begin Task data
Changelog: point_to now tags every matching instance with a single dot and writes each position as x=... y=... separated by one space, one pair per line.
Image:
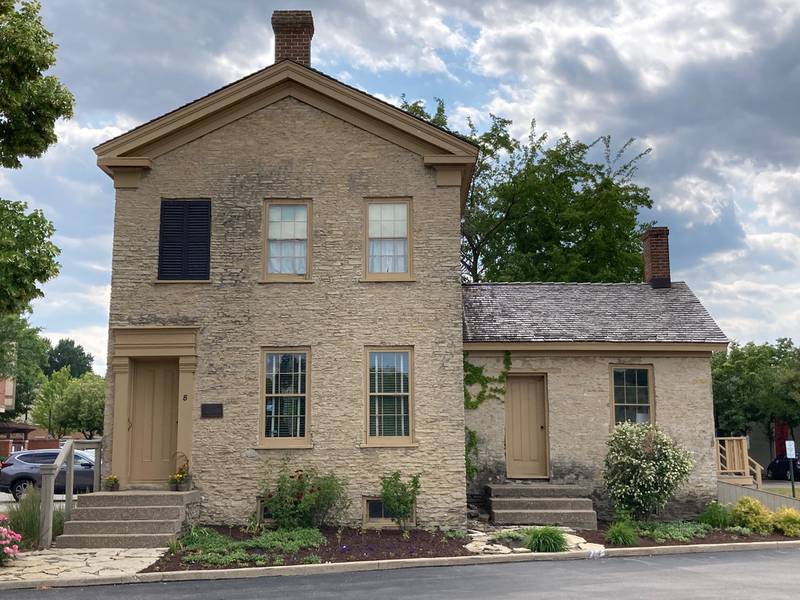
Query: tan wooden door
x=526 y=427
x=153 y=420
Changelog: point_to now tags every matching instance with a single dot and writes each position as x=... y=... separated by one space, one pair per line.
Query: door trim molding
x=543 y=376
x=128 y=343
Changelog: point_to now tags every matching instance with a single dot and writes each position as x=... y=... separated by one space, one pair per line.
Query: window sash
x=285 y=398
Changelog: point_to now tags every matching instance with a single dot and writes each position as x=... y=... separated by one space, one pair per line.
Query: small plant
x=546 y=539
x=111 y=483
x=716 y=515
x=622 y=533
x=749 y=512
x=787 y=521
x=643 y=468
x=9 y=541
x=399 y=497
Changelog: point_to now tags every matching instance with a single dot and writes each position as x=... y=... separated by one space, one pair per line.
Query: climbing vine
x=490 y=388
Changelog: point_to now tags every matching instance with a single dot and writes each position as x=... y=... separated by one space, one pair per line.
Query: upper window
x=287 y=255
x=285 y=398
x=184 y=248
x=632 y=394
x=389 y=411
x=388 y=240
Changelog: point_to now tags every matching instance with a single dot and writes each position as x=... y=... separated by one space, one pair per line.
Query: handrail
x=49 y=472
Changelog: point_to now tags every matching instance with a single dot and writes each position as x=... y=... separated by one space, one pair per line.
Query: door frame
x=543 y=375
x=128 y=344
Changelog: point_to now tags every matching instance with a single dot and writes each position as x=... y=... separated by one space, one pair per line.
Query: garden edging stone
x=381 y=565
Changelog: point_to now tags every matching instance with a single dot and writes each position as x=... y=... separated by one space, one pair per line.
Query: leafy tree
x=49 y=409
x=26 y=366
x=547 y=212
x=27 y=256
x=30 y=101
x=81 y=408
x=67 y=353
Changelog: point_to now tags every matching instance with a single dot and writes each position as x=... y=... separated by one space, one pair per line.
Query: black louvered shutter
end Task data
→ **Requirement**
Lay out the rows from the start through the line containing "x=153 y=420" as a JSON list of strings, one string per line, with blank lines skipped and the pictures left out.

→ **Result below**
[
  "Changelog: point_to now tags every matching instance with a single dot and writes each position as x=... y=... separated by one space, one pair per line.",
  "Image:",
  "Query: tan wooden door",
  "x=526 y=427",
  "x=153 y=420"
]